SELECTED EXTRACT:
*** Block opens ***

Summary: Cain, Noah & Babel – from bad to worse
From Bad to Worse
I remember when I was growing up in the 70s and 80s. The world was under the threat of nuclear war. America and Soviet Union were threatening to blow each other up. In the midst of this, in 1983, there was a movie called “The Day After.” The movie was about a nuclear holocaust set in the American mid-west. It talked about what happens when the country is wiped out by a disaster, a calamity. In the movie there were a few survivors, a remnant, were left, and the film closes with these few survivors having to adjust to a new world. A world changed forever and people having to live with the consequences, living with “The Day After.”
Well those not as old as me, perhaps when I said the name of that movie, you thought of a similarly named movie that came out in 2004. “The Day After Tomorrow.” Today we don’t worry much about nuclear catasrophe and annhiliation. Today the world seems to be worried about climate change, and this movie played on those fears
in the movie. Due to global warming, a massive superstorm envelops the United States - where else of course - and an instant ice age starts as the storm hits New York where our heros are based. Temperatures drop to –100C and half the world is snap frozen with billions perishing. The few survivors - a remnant - wake up to a different world. The Day after Tomorrow.
Although both these films were made in different eras, and were about different things, the similarity in their titles shows a basically similar storyline. The world is under some threat caused by man’s sin and stupidity. In the 80s it was nuclear annhiliation. In today’s era it is the threat of climate change. And the question is, what happens after some world wide catastrophe. The world is changed, and from the day after, mankind has to come to terms with everything changed, everything different.
You know both these movies played on mankind’s inate intinct, that worldwide catasrophes can happen and have happened. And in fact, we find in the Bible, that they have happened before, and one big one one will happen yet again when Jesus returns.
Last week we looked at Genesis 1-3 - Paradise Lost. We looked at the Creation of the world and of people, and that it was very good. Perfect. A wonderful environment, a great place to live, where we lived in perfect relationship with each other and with God. And we were set to enjoy it forever. Death was not on the agenda.

*** Block closes ***

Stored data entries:
*** Block opens ***

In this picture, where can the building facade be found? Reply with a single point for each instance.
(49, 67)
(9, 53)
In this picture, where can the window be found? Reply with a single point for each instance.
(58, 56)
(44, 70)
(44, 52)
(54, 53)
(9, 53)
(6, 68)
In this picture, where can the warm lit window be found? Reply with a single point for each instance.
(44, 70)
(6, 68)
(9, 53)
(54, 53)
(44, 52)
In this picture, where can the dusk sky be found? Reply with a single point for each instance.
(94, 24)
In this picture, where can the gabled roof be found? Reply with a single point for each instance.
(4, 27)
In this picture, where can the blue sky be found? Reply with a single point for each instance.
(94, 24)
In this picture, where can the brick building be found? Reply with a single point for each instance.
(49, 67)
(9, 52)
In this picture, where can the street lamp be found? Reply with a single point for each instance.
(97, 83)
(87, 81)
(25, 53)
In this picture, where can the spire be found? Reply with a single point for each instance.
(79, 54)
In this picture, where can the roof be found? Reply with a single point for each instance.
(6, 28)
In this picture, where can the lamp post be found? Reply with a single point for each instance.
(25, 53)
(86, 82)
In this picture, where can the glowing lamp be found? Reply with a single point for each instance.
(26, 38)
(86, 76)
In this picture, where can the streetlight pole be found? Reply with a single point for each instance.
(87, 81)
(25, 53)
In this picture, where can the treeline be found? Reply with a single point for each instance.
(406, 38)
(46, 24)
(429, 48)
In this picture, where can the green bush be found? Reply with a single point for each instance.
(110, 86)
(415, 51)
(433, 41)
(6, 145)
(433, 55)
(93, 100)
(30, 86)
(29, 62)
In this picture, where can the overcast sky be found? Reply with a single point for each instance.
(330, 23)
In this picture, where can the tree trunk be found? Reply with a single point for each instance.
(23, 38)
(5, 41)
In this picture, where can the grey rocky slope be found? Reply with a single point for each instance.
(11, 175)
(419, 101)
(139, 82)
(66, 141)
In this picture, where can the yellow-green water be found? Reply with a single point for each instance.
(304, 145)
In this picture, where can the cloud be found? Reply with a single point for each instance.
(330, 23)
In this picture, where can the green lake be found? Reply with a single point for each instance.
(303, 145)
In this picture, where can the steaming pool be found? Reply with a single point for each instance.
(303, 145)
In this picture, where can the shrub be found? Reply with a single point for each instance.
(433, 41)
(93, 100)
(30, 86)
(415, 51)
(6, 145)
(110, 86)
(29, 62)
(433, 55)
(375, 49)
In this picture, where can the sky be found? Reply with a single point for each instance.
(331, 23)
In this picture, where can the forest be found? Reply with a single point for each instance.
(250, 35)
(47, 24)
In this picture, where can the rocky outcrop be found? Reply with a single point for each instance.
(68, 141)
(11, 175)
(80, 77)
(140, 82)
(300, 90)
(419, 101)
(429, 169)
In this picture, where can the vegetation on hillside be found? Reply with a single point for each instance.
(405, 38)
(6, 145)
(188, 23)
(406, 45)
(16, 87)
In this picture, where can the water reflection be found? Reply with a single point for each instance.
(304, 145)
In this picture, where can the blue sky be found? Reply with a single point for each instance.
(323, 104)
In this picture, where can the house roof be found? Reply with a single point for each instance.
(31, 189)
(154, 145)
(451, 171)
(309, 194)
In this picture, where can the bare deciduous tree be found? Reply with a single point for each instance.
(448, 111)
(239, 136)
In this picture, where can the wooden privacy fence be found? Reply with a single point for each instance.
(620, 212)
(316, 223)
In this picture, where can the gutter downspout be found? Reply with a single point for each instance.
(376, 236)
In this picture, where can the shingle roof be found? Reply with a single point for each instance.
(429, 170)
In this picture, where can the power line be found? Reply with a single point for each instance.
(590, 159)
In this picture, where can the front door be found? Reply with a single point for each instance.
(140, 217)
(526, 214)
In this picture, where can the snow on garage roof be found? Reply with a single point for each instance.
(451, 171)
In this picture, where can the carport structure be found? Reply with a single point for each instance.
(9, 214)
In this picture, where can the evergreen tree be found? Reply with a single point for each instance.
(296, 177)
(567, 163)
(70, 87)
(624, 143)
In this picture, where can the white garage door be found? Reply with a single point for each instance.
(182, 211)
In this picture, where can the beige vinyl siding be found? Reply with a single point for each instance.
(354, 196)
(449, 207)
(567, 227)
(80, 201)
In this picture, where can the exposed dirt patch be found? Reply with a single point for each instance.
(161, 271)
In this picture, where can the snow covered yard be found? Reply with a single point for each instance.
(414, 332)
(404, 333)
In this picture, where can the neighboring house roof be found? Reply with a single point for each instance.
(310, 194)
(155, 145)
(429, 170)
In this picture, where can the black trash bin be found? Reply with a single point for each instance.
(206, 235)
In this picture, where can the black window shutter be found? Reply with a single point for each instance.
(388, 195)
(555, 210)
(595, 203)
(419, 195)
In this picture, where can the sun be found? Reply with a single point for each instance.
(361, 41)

*** Block closes ***

Answer these questions using the sermon summary:
1. What year did "The Day After" come out?
2. In "The Day After Tomorrow," how low do temperatures drop?
3. Which chapters of Genesis were covered last week?
The items have nothing to do with this.

ANSWER SECTION:
1. 1983
2. –100C
3. Genesis 1-3